(Work instruction)
From the entries below, retype only the lines from the one with "Where can the woman's hand" through the one with "Where can the horse's mane", exactly as written.

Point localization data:
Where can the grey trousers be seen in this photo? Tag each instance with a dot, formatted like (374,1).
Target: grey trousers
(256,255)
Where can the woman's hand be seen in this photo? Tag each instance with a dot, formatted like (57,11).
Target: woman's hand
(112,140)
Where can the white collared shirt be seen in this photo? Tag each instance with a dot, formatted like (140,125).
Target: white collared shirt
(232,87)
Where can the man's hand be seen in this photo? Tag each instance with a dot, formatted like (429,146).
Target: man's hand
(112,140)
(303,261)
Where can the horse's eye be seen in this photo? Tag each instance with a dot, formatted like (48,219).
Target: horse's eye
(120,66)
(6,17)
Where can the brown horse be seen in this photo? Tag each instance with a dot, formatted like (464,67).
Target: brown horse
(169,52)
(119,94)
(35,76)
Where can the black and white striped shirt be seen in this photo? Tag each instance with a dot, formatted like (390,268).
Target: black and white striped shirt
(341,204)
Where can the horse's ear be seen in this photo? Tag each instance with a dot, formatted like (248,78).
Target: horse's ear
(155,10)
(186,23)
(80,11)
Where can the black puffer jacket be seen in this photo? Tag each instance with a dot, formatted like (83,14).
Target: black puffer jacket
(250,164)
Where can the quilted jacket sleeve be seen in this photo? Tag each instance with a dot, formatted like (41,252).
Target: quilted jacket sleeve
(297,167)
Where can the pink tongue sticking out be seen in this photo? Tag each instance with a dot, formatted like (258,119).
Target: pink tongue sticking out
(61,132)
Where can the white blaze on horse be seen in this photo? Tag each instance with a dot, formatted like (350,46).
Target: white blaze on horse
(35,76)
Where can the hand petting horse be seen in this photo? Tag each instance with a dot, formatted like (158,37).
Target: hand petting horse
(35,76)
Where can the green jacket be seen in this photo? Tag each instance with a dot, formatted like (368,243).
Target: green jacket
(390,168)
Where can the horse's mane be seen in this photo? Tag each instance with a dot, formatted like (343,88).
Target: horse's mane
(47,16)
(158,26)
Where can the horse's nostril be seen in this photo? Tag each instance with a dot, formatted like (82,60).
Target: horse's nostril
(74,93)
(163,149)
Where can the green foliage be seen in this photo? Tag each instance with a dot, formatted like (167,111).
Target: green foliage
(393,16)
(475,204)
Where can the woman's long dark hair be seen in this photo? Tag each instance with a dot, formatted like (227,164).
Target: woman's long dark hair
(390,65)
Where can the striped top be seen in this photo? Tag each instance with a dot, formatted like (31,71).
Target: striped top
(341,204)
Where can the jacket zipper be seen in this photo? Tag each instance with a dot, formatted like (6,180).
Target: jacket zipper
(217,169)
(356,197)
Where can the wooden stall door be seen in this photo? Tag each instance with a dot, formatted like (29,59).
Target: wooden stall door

(Exercise solution)
Where can the woman's hand be seen in this photo? Tag each instance with a dot, formatted like (57,11).
Target: woman's hand
(112,140)
Where can the white collared shirt be seen in this photo? Tag each instance with a dot, formatted like (140,125).
Target: white collared shirt
(232,87)
Where can the man's hand be seen in this photo? Tag each instance with a dot, formatted like (429,146).
Target: man's hand
(112,140)
(303,261)
Where can the horse's eye be seen in this photo? Tag each instance with a dot, formatted like (48,219).
Target: horse's eye
(120,66)
(6,17)
Where can the brown horse be seen in this photo? Tag each instance with a dot, formatted like (464,67).
Target: brown horse
(169,52)
(119,94)
(35,76)
Where can the black and white striped shirt be seen in this photo? Tag each instance with a dot, formatted like (390,268).
Target: black and white striped shirt
(341,204)
Where can the horse's ear be seen in this photo? Tag each instance with a dot, formatted like (248,78).
Target: horse's ear
(155,10)
(186,23)
(80,11)
Where can the black puffer jacket be seen in this photo? Tag each instance with a dot, formatted like (83,14).
Target: black puffer jacket
(250,164)
Where can the quilted jacket sleeve be seen in this photo? Tag each instance with a dot, formatted like (41,252).
Target: quilted jacket sleeve
(297,167)
Where can the pink tongue sticking out be seen in this photo? Tag each instance with a dot, formatted like (258,119).
Target: pink tongue sticking out
(61,132)
Where can the white blaze on horse be seen in this photo? Tag each instance with a dot, formatted like (350,46).
Target: white blaze on horse
(35,76)
Where can the hand petting horse be seen in this photo? Tag each instance with a dot, formatted like (158,37).
Target: hand petting horse
(35,76)
Where can the green jacket be seen in this photo? Tag each instance with a dot, formatted like (368,243).
Target: green jacket
(390,168)
Where can the horse's mane be seen in this photo? Tag each instance with a dot, formatted like (343,88).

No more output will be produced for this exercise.